AIM:
Locate every line in the rows below that contains the string "water", treating uppercase and lowercase as distinct, and copy each such line.

## start INPUT

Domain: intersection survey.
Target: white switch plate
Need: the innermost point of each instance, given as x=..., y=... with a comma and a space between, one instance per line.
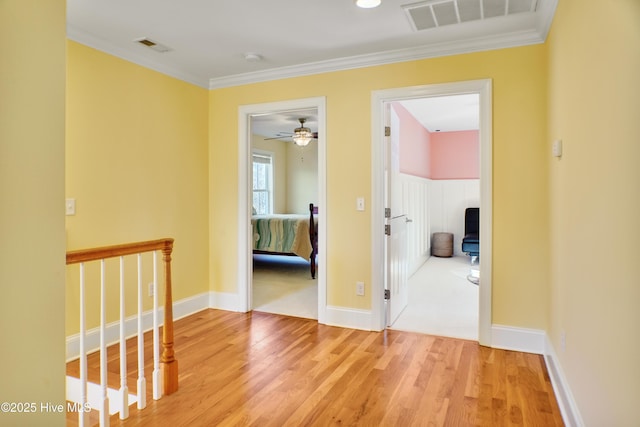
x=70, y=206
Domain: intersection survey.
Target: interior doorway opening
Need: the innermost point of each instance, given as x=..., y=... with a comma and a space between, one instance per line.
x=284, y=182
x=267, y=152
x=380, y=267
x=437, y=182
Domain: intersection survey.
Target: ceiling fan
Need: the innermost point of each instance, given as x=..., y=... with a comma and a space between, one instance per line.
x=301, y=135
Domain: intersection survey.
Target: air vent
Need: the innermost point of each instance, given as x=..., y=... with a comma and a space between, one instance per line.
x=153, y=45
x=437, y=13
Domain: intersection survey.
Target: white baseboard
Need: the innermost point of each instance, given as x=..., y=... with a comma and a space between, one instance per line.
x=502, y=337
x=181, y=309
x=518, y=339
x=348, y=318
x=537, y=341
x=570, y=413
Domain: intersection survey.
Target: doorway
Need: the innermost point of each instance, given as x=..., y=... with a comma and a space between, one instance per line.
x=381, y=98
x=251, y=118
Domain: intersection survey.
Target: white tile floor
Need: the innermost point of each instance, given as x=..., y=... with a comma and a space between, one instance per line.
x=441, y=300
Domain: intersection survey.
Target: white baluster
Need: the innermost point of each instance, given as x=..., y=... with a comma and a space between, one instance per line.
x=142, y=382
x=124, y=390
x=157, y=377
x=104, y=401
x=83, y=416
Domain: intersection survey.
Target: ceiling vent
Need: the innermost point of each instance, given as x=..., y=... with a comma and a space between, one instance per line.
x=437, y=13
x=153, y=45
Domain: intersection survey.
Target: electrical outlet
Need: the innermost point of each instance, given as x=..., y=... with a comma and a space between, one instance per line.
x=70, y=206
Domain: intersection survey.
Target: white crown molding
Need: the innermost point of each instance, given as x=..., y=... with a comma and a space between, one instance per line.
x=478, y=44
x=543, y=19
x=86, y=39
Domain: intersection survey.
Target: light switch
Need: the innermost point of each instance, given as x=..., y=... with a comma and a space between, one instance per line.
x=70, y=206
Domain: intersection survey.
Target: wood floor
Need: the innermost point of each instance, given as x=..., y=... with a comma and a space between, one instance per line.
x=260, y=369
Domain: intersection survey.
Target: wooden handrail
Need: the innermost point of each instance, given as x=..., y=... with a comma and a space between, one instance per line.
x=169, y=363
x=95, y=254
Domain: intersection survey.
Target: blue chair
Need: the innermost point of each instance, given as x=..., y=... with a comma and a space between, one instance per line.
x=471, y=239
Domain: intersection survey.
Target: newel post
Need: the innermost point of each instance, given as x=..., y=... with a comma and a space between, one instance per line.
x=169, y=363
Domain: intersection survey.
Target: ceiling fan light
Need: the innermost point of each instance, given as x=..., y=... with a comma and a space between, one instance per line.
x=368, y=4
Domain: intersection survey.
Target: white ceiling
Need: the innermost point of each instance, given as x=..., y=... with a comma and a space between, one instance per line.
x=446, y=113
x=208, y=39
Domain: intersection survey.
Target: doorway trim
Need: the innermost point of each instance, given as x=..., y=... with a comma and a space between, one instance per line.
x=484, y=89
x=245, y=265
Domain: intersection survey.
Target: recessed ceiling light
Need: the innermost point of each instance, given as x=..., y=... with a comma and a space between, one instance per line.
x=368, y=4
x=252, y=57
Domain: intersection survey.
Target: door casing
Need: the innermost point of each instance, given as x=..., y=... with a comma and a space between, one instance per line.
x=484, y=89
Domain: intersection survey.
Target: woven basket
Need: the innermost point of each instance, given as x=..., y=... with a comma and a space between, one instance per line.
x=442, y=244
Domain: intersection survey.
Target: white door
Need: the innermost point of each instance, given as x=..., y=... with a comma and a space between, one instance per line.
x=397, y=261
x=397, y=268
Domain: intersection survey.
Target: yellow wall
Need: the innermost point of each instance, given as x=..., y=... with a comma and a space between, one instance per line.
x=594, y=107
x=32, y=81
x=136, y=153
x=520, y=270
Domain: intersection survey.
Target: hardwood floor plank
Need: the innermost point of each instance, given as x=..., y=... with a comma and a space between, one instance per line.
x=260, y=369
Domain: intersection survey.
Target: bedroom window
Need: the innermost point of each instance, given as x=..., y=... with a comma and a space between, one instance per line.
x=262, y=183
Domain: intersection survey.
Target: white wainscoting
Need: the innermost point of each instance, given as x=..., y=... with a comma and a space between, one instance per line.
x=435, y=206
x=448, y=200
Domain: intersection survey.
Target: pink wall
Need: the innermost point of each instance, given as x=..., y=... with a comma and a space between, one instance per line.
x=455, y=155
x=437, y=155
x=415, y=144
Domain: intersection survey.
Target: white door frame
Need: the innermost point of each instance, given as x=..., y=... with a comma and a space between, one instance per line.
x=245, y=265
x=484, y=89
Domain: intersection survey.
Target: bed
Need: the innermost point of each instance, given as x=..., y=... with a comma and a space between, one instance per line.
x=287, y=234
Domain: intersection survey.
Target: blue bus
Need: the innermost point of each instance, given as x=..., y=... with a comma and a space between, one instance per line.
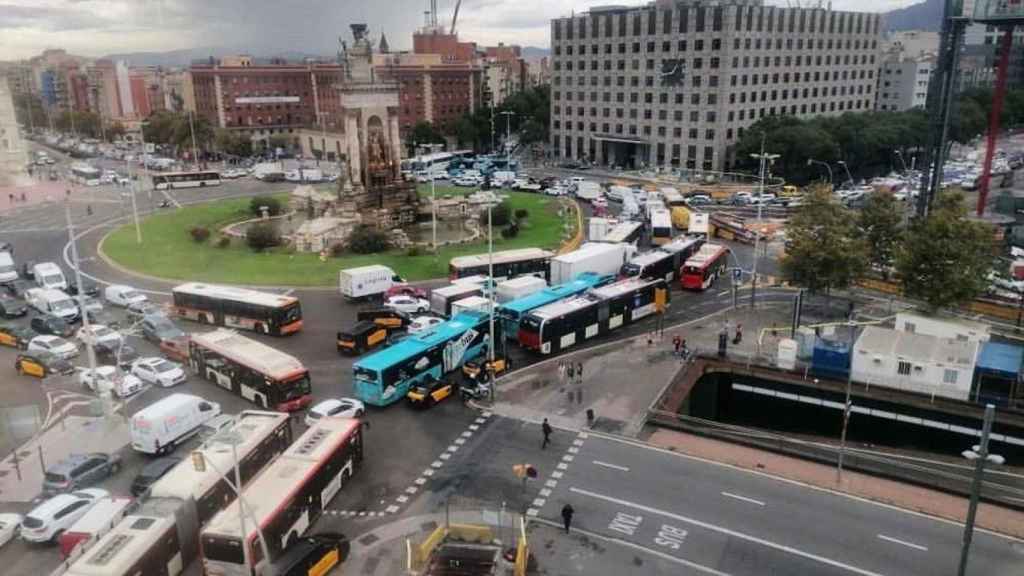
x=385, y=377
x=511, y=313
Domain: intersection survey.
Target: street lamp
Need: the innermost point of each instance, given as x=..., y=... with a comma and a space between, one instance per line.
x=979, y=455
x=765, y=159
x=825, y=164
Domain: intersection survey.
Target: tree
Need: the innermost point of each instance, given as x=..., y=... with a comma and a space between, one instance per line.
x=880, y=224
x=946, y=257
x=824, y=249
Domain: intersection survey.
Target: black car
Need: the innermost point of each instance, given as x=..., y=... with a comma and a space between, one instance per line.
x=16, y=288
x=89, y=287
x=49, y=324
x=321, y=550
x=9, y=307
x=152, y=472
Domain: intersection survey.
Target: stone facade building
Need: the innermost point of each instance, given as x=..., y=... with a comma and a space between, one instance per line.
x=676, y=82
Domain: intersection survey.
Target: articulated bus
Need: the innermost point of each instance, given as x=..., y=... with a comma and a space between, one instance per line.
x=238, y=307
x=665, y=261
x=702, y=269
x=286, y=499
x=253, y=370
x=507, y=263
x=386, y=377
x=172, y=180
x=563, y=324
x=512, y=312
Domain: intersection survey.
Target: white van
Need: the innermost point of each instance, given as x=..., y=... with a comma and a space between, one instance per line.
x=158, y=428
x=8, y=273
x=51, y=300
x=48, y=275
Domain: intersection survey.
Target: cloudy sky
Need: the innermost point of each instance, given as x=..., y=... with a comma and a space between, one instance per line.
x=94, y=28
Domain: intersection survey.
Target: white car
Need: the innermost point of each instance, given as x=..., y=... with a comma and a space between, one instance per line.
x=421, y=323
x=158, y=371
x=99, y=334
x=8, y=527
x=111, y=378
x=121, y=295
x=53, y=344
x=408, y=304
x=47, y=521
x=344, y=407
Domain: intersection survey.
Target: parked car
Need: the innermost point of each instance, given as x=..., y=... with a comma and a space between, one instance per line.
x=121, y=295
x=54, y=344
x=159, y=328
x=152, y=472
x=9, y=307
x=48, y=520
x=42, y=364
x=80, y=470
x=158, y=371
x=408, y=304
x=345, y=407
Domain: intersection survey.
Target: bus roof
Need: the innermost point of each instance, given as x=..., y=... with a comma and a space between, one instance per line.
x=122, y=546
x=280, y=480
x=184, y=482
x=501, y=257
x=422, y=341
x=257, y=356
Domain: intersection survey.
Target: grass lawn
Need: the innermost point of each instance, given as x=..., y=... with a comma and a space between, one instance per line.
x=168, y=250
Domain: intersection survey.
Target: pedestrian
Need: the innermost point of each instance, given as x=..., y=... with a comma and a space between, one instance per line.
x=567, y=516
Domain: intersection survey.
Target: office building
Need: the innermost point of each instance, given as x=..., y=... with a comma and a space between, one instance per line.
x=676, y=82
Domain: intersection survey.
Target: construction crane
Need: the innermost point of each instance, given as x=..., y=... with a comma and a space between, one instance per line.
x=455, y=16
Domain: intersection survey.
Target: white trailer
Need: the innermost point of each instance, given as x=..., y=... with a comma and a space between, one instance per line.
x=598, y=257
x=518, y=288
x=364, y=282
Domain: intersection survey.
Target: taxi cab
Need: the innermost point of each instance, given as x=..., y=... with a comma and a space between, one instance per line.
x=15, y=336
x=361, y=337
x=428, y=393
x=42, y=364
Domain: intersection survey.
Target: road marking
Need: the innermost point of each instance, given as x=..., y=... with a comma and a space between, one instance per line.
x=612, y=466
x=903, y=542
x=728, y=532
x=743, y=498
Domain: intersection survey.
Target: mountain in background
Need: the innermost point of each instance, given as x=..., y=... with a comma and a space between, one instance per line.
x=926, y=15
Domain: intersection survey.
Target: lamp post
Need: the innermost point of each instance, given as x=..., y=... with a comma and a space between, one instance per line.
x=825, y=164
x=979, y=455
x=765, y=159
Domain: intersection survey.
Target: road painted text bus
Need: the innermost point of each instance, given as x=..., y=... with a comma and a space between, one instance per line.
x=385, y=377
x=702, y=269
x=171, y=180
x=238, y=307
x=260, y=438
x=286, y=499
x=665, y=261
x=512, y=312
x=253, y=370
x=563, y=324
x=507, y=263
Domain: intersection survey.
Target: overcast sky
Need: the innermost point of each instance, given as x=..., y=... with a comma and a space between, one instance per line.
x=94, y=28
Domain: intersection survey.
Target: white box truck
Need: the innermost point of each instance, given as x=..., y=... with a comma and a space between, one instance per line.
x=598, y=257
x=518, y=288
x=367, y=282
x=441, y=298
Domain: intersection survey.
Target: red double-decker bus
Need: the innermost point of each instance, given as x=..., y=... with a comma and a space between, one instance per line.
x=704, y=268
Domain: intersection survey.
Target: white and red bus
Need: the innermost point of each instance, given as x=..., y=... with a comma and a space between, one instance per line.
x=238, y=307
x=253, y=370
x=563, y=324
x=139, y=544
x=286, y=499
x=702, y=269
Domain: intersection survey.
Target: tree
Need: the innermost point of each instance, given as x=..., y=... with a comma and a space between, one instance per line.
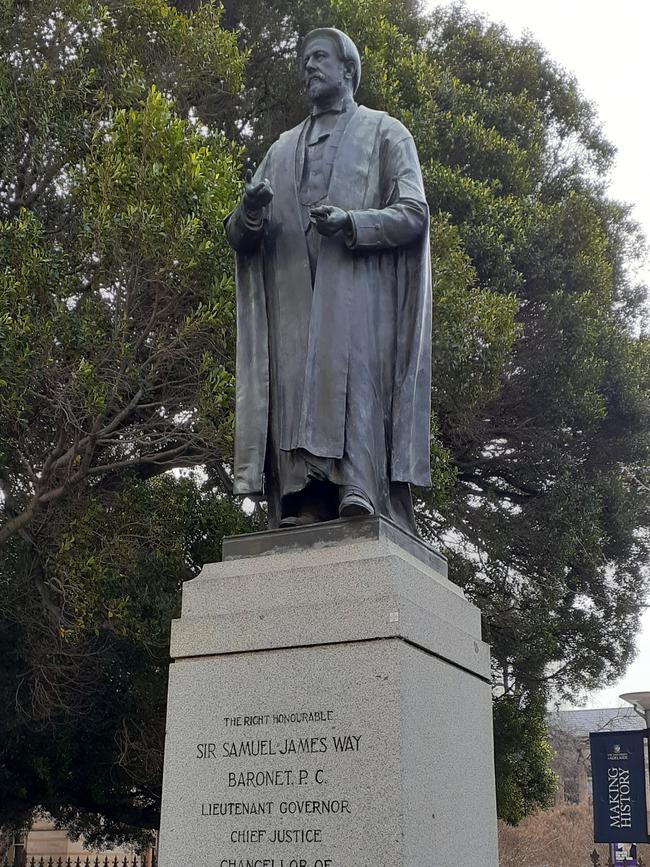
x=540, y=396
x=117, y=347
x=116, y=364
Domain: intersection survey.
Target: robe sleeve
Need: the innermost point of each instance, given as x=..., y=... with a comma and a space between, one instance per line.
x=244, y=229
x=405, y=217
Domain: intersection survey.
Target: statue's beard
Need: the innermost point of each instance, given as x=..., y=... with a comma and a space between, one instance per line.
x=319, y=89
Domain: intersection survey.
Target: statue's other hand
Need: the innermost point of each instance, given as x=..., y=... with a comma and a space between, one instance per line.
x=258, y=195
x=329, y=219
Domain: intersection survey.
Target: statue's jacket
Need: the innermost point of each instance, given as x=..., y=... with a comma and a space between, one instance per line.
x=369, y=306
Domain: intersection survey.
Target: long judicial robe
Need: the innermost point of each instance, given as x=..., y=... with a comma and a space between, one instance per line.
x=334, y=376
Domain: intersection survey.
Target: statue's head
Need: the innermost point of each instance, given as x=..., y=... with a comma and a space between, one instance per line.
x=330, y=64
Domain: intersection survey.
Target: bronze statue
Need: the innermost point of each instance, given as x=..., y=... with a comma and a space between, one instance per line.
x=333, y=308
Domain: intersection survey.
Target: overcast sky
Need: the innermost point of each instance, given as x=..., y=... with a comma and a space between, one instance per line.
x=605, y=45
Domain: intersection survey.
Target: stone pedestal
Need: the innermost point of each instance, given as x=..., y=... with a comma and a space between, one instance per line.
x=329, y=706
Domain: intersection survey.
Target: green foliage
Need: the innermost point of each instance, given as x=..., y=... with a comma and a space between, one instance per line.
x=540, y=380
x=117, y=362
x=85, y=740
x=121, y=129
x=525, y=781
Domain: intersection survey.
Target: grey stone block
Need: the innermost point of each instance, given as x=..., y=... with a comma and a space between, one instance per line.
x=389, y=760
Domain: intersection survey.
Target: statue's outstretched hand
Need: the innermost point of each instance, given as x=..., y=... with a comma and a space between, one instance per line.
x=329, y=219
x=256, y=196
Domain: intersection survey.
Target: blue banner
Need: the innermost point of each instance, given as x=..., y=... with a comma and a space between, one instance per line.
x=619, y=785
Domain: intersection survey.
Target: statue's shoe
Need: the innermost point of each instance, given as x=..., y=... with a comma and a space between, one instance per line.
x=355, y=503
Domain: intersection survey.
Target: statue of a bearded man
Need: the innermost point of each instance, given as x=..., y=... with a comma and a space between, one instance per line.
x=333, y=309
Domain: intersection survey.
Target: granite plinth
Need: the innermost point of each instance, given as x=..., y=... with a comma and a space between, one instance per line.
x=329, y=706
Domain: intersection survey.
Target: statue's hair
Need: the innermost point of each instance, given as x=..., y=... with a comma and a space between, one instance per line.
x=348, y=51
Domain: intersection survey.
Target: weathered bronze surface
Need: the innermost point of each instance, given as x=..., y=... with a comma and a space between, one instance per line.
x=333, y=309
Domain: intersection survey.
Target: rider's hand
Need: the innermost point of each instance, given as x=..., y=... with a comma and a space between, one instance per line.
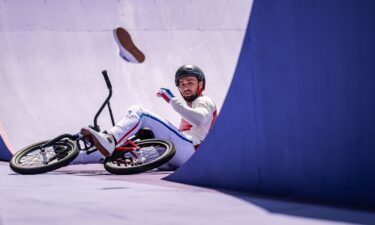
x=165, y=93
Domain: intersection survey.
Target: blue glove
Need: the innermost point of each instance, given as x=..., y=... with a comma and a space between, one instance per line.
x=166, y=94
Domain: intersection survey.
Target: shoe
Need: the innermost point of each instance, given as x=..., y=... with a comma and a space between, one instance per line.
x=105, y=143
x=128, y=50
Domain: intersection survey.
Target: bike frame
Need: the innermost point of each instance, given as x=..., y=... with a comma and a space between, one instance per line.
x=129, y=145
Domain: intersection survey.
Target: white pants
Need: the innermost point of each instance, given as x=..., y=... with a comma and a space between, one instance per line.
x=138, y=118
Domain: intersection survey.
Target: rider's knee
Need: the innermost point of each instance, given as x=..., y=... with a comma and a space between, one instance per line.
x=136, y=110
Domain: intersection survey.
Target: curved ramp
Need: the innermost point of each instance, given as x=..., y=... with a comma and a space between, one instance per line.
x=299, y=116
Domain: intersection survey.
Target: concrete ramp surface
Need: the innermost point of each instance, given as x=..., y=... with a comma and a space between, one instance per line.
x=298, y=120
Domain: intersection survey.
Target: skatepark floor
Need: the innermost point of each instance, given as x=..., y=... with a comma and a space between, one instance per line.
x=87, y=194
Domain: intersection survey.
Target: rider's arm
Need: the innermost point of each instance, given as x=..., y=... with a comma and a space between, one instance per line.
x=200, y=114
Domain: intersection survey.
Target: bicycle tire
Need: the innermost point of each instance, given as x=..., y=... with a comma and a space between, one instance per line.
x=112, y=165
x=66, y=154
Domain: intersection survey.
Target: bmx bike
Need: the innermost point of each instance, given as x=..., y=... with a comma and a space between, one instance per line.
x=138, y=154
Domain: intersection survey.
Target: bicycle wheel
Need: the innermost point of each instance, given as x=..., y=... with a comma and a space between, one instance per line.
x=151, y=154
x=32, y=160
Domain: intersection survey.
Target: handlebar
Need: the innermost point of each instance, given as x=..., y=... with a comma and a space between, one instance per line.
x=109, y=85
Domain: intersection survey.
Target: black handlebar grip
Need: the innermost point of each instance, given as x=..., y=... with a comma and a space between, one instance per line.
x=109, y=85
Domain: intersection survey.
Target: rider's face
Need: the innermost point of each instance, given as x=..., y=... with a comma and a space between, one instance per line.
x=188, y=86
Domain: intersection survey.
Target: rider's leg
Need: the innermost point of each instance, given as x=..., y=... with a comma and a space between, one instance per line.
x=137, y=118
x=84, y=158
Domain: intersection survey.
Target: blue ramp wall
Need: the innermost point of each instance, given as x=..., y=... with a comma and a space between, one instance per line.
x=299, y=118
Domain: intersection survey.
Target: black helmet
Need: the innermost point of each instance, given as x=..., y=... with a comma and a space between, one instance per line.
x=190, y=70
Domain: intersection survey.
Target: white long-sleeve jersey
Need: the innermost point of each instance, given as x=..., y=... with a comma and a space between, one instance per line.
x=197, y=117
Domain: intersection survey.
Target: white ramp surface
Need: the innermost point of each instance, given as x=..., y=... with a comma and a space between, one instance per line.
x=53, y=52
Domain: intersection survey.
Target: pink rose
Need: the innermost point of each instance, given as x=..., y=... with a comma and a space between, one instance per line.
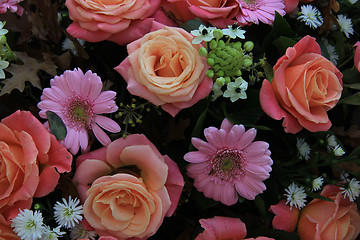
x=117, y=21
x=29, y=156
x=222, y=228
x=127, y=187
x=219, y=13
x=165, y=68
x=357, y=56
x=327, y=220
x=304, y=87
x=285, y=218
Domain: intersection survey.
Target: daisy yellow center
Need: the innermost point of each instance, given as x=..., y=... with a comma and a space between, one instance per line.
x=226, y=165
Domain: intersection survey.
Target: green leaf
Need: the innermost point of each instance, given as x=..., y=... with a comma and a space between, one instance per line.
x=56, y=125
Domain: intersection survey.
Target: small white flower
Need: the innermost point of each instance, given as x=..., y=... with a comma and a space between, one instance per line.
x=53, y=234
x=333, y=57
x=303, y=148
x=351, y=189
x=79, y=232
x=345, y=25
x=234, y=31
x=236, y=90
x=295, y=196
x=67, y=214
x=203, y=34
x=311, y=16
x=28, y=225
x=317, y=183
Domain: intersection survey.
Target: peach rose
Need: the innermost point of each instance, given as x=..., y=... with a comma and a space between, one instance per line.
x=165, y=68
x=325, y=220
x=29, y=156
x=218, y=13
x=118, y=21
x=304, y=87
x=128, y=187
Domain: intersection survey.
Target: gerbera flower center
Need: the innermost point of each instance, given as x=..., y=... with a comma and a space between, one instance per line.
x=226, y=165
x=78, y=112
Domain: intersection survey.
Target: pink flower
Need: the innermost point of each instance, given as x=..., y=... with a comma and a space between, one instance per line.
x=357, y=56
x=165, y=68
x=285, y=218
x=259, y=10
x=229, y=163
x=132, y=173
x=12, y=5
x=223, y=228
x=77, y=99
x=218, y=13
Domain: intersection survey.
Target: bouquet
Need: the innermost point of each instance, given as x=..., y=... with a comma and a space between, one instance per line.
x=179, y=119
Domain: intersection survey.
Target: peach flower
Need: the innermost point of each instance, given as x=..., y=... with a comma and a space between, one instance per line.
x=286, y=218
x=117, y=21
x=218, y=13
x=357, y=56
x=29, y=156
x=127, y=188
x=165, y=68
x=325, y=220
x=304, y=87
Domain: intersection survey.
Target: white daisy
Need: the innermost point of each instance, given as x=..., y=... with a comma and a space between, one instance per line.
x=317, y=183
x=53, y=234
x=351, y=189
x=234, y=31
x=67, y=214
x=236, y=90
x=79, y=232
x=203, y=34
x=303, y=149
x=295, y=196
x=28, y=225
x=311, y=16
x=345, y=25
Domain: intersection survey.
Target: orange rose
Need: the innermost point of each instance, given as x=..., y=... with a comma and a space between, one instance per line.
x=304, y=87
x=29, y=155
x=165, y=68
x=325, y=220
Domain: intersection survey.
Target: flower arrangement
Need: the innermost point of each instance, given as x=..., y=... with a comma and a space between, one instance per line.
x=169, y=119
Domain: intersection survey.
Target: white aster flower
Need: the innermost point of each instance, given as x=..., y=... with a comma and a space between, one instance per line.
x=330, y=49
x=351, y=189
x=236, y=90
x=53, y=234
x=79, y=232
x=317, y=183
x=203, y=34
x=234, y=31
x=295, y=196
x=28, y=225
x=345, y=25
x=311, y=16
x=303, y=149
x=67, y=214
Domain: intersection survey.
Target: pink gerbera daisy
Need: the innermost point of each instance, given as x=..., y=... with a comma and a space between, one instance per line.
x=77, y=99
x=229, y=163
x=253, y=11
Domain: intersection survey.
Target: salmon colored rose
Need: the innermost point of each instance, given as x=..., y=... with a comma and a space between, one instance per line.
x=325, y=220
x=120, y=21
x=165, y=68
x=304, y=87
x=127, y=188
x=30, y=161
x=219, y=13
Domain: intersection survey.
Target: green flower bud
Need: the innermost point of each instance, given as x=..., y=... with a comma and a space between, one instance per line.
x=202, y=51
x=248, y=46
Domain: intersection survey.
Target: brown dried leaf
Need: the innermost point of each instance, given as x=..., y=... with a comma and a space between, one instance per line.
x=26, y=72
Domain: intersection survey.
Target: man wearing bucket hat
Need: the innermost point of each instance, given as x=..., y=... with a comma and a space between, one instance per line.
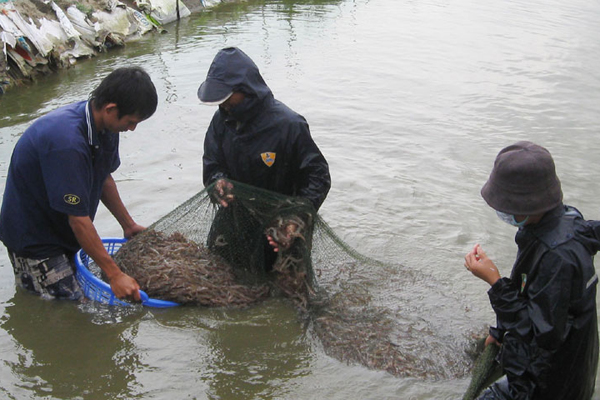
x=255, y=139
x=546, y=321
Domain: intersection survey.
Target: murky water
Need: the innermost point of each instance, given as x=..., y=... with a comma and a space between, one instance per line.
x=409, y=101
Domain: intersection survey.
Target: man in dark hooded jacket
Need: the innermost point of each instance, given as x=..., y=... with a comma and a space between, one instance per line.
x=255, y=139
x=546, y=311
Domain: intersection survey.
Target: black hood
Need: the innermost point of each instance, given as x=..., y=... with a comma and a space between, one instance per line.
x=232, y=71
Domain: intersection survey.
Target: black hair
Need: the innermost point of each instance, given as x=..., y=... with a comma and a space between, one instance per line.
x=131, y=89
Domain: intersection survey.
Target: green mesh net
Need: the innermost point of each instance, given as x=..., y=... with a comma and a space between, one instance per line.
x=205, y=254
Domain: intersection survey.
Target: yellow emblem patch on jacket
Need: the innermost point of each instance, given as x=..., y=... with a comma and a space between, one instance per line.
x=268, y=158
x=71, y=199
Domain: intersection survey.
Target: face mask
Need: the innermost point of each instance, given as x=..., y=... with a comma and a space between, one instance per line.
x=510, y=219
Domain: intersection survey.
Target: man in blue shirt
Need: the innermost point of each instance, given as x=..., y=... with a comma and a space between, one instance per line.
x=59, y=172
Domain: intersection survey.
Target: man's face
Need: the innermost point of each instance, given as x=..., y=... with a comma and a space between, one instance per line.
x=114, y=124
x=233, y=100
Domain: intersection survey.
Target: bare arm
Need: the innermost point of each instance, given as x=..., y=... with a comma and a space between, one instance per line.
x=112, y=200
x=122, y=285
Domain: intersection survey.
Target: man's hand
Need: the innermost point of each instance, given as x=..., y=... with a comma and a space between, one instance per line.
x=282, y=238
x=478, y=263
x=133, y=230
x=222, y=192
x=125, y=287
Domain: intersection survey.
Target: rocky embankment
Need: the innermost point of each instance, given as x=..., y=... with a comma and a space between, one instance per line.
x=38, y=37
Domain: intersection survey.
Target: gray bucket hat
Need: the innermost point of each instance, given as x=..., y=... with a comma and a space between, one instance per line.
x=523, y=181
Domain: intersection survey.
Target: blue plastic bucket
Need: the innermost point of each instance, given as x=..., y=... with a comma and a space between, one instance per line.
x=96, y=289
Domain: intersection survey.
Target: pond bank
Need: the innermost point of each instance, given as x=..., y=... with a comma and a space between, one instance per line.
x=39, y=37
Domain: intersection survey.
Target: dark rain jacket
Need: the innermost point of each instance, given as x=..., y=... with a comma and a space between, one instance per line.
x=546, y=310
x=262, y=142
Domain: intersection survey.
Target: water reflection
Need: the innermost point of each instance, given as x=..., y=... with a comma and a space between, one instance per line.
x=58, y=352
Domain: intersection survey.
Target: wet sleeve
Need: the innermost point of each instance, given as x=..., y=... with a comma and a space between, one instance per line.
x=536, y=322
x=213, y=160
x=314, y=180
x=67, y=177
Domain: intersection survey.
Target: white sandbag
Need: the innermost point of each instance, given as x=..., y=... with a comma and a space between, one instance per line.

## end INPUT

THE COMPLETED TASK:
Target: murky water
Target: water reflection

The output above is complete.